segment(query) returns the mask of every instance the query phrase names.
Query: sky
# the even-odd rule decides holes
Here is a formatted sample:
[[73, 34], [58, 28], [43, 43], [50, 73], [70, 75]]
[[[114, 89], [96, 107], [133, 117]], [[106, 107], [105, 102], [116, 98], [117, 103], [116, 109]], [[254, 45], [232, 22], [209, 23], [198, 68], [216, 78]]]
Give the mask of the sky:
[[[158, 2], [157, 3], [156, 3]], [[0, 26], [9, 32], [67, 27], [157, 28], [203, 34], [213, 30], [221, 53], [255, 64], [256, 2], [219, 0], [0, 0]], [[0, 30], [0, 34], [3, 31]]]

_ÉNONCÉ DE L'EXERCICE_. Recopiez à l'identique toutes les lignes de la liste ci-dessus, sans rien y changer.

_SOLUTION RÉDIGÉE_.
segment(query) returns the mask of every instance the query phrase names.
Query: sky
# the even-odd rule decides holes
Here is a formatted sample:
[[73, 34], [58, 28], [43, 43], [50, 73], [70, 75]]
[[[114, 89], [96, 107], [133, 117]], [[106, 107], [105, 102], [116, 98], [117, 103], [116, 109]], [[254, 45], [232, 22], [209, 23], [198, 68], [216, 78]]]
Give the mask of the sky:
[[[158, 2], [157, 3], [156, 3]], [[0, 26], [9, 32], [67, 27], [157, 28], [203, 34], [213, 30], [221, 53], [255, 64], [256, 2], [219, 0], [0, 0]], [[0, 30], [0, 34], [3, 31]]]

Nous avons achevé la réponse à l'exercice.